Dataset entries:
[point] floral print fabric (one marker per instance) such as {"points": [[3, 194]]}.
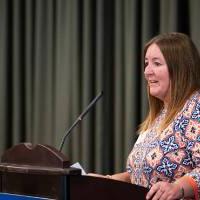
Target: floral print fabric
{"points": [[173, 153]]}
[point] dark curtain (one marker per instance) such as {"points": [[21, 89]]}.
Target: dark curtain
{"points": [[56, 56]]}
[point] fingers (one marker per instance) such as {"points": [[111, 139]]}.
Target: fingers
{"points": [[163, 191], [154, 191]]}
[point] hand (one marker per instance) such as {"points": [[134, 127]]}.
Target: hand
{"points": [[164, 191]]}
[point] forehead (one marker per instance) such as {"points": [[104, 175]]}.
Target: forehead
{"points": [[153, 51]]}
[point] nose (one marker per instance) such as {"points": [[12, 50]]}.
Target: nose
{"points": [[148, 70]]}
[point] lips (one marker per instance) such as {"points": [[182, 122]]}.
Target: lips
{"points": [[152, 82]]}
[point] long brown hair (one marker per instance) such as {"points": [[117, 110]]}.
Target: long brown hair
{"points": [[183, 63]]}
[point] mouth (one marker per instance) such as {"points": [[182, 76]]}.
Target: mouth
{"points": [[152, 82]]}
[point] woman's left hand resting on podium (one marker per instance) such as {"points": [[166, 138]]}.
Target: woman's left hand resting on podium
{"points": [[166, 155]]}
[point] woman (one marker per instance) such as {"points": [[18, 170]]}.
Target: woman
{"points": [[166, 156]]}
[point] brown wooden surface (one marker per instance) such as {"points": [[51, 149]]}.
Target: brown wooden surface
{"points": [[86, 187], [42, 170]]}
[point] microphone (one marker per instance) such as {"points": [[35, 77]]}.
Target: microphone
{"points": [[81, 116]]}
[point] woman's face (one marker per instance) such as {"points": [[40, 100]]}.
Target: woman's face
{"points": [[157, 74]]}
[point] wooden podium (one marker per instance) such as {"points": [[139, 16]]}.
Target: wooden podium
{"points": [[45, 172]]}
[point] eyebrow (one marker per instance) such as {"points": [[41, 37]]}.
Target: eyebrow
{"points": [[154, 58]]}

Task statement:
Exact copies of the lines from the one containing "Target: woman's left hand resting on podium" through the final line of the records are all the answer should hold.

Response to the exercise:
Target: woman's left hand resting on podium
{"points": [[166, 155]]}
[point] woman (one marker per instance) such as {"points": [[18, 170]]}.
Target: woman
{"points": [[166, 156]]}
[point] brown wooden surface (one marker per instance) such as {"points": [[51, 149]]}.
Target: brown wooden surface
{"points": [[86, 187], [42, 170]]}
[point] microphone (one marker per instance) such as {"points": [[35, 77]]}.
Target: microphone
{"points": [[81, 116]]}
[point] woman's face (one marker per instance) such as {"points": [[40, 100]]}.
Target: woman's face
{"points": [[157, 74]]}
[point] wooden podium (one marker per instance) such as {"points": [[139, 16]]}.
Target: wooden podium
{"points": [[45, 172]]}
[point] eyebrow (one marker per instance) such as {"points": [[41, 37]]}.
Target: eyebrow
{"points": [[154, 58]]}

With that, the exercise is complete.